Schlimmer finde ich, dass bei solchen Suchaktionen eventuell auch Helfer ihren A.... riskieren!

Jürgen


----------



## volkerm (25. September 2013)

*AW: wieder 2 Bootsangler auf Fehmarn vermisst !*

Jürgen,

es geht primär nicht um Suffköppe- oder doch? In 90% der privaten Bootsunglücke ist meines Wissens Alkohol im Spiel.
Man darf das mal extrapolieren.

Gruss

Volker


----------



## Taxidermist (25. September 2013)

*AW: wieder 2 Bootsangler auf Fehmarn vermisst !*



> es geht primär nicht um Suffköppe- oder doch? In 90% der privaten Bootsunglücke ist meines Wissens Alkohol im Spiel.



@Volker
Die Suffköppe sollten nur als Vergleich herhalten, für ebenso von der Allgemeinheit finanzierten "Idioten", die selbst an ihrer Lage schuld sind!
An die Verknüpfung von Alkoholmißbrauch mit Bootsunfällen habe ich dabei gar nicht gedacht.Dies war mir auch so nicht bekannt!

Jürgen


----------



## Allrounder27 (25. September 2013)

*AW: wieder 2 Bootsangler auf Fehmarn vermisst !*

Wir haben zur Zeit ca. 6 Windstärken. Und auf Fehmarn hast du zwar überall eine Ecke wo du im Windschatten bist, aber wenn du da rauskommst dann hast du innerhalb von kürzester Zeit ordentliche Wellen und evtl. auch heftige Strömung. Da ist dann nichtmehr viel mit gegen an paddeln. Und dann ist das ganze nurnoch eine Frage der Zeit, bis eine Welle das Boot mal zum Kentern bringt, oder zumindest rüberschwappt und die Besatzung durchnässt und kühlt.

Sicher sind die Kommentare hier hart. Aber irgendwie auch gerechtfertigt, wenn in diesem Forum hat noch niemals irgendeiner einen Fehler gemacht...

■ ■ ■

- _DEINE AUFGABE_: Nenne alle Benutzernamen, die im Forenausschnitt über die vermissten Bootsangler auf Fehmarn als Überschrift eines Beitrags mit Datum stehen.

■ ■ ■

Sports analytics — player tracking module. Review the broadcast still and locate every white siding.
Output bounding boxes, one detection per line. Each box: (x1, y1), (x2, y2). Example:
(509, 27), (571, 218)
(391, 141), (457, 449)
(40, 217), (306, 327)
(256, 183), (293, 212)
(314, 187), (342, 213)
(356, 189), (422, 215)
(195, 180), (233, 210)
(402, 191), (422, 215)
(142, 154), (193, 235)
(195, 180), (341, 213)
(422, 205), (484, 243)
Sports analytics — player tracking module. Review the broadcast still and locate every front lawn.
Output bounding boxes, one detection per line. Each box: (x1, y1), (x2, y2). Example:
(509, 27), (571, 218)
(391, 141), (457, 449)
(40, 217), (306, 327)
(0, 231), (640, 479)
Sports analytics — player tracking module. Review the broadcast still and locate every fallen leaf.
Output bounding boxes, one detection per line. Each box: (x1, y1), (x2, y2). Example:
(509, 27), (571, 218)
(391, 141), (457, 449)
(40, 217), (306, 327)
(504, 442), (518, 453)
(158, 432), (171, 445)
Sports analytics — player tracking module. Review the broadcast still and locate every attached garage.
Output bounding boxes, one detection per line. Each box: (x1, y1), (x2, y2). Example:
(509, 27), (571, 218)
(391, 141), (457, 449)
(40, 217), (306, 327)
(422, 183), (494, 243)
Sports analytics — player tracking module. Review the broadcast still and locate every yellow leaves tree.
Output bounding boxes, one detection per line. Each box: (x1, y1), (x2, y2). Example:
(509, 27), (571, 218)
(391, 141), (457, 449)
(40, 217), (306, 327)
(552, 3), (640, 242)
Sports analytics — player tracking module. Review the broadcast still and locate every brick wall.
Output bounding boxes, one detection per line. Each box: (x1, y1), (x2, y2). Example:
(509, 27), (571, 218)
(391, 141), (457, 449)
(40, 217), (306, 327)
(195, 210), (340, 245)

■ ■ ■

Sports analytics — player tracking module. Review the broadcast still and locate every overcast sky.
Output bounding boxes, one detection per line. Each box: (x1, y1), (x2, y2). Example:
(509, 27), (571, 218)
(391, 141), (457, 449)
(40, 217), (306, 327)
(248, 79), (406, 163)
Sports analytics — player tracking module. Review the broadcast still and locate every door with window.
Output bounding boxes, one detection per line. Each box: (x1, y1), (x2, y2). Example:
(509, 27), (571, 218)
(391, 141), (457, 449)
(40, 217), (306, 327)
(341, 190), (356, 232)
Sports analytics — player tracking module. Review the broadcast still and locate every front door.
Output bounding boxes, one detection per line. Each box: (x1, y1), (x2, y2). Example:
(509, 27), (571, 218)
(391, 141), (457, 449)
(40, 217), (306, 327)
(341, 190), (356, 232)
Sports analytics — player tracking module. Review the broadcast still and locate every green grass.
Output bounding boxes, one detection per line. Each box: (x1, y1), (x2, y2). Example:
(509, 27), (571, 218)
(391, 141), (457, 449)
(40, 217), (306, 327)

■ ■ ■

- _ANTWORT_: volkerm, Taxidermist, Allrounder27